[Items from a labeling collection]
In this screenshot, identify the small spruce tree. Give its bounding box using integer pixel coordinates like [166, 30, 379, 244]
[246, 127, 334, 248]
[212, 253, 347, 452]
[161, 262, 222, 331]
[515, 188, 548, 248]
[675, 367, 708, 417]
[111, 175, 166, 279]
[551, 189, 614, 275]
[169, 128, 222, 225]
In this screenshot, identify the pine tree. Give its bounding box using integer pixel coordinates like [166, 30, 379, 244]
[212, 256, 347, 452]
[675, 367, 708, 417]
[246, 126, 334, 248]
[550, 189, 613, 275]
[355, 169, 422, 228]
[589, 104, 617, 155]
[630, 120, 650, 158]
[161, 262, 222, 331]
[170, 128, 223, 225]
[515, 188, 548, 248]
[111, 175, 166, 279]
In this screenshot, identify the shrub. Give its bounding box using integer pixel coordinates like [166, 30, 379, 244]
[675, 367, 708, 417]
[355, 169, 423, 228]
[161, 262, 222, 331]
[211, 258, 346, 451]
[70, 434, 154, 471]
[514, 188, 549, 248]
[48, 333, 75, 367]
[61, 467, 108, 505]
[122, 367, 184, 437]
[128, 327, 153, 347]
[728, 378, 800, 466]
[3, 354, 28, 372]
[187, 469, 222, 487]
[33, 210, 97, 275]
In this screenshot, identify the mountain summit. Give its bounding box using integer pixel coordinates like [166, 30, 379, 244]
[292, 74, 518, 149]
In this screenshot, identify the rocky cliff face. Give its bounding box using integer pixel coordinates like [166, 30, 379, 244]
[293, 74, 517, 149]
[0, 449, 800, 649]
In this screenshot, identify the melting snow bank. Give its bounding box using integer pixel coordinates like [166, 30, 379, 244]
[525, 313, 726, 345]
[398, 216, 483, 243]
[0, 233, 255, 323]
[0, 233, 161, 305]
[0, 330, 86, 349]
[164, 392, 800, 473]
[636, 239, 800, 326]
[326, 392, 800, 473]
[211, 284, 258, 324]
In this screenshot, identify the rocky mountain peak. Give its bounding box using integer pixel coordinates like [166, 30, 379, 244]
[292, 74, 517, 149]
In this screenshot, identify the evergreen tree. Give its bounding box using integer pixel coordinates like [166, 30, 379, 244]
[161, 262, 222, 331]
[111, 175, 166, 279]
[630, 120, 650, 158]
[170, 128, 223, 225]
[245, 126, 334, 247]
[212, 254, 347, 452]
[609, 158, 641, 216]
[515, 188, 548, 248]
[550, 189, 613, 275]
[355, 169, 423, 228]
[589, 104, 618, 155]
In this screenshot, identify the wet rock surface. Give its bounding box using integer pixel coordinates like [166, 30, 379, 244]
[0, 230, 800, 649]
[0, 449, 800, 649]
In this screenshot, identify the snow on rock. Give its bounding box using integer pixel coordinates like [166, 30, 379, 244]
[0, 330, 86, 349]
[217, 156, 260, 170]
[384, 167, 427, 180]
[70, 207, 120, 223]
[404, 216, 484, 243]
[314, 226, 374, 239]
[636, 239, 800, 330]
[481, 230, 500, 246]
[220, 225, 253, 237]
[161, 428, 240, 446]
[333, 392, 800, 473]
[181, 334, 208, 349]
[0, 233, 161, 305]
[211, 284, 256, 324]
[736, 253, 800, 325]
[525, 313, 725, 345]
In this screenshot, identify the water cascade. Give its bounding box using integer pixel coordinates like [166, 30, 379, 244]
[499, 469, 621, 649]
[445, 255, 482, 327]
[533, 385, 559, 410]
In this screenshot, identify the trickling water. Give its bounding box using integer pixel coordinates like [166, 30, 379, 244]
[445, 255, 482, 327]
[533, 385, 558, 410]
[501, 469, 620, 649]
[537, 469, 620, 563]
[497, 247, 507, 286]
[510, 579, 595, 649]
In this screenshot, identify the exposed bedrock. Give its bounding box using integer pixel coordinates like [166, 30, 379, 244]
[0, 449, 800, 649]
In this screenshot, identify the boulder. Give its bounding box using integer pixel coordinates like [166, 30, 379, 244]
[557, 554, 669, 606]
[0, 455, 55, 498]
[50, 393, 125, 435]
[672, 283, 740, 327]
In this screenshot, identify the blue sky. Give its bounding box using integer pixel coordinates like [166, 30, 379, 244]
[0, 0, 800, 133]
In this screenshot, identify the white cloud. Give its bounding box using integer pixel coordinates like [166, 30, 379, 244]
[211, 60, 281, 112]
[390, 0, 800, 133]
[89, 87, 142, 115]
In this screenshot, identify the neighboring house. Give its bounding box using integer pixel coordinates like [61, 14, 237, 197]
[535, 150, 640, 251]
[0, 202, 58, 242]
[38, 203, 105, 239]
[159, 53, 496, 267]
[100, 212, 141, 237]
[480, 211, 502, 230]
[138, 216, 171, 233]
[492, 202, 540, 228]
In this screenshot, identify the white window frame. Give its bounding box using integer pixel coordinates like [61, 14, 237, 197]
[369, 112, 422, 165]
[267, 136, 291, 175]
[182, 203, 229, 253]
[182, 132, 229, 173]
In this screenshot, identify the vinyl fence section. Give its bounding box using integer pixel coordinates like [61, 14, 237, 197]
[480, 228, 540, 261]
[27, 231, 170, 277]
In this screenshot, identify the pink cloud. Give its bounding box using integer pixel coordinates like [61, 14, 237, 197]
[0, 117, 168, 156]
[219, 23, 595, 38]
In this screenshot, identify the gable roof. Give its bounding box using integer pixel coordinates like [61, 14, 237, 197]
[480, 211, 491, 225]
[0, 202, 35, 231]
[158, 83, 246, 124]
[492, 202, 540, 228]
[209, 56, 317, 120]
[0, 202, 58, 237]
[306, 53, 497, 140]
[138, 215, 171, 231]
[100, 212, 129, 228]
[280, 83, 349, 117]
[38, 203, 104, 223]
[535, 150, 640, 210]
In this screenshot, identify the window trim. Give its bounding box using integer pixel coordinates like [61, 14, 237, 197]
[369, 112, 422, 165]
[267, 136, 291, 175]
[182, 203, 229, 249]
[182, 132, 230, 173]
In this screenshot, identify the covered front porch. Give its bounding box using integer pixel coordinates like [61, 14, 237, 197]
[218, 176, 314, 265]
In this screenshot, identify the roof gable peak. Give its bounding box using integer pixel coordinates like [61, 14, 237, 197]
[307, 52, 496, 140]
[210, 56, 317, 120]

EXERCISE GOAL - Rescale the entries from the line with "In this screenshot, identify the snow" to the line with "[533, 385, 559, 410]", inclusive. Rewrite every line in that range, requests too. Multiply each bounding-box coordinate in the answers by 1.45 and round to a whole number, with halves rounding up. Leave the requests and their sample coordinates unchanged.

OUTPUT FOR THIS TASK -
In this screenshot, identify the snow on rock. Give its bounding box using integer pixel coordinates like [166, 30, 379, 244]
[0, 479, 125, 506]
[315, 226, 377, 247]
[557, 242, 619, 261]
[102, 300, 174, 323]
[586, 313, 702, 352]
[455, 328, 542, 347]
[922, 347, 1160, 479]
[697, 334, 725, 357]
[319, 326, 367, 344]
[233, 621, 348, 647]
[483, 568, 1160, 686]
[262, 484, 302, 506]
[0, 338, 233, 442]
[306, 412, 371, 470]
[1067, 367, 1160, 471]
[761, 454, 1051, 500]
In this screenshot, identify the water cascade. Give its bounding box using integer pixel coordinates like [166, 30, 379, 244]
[724, 680, 900, 941]
[645, 370, 699, 474]
[773, 558, 811, 595]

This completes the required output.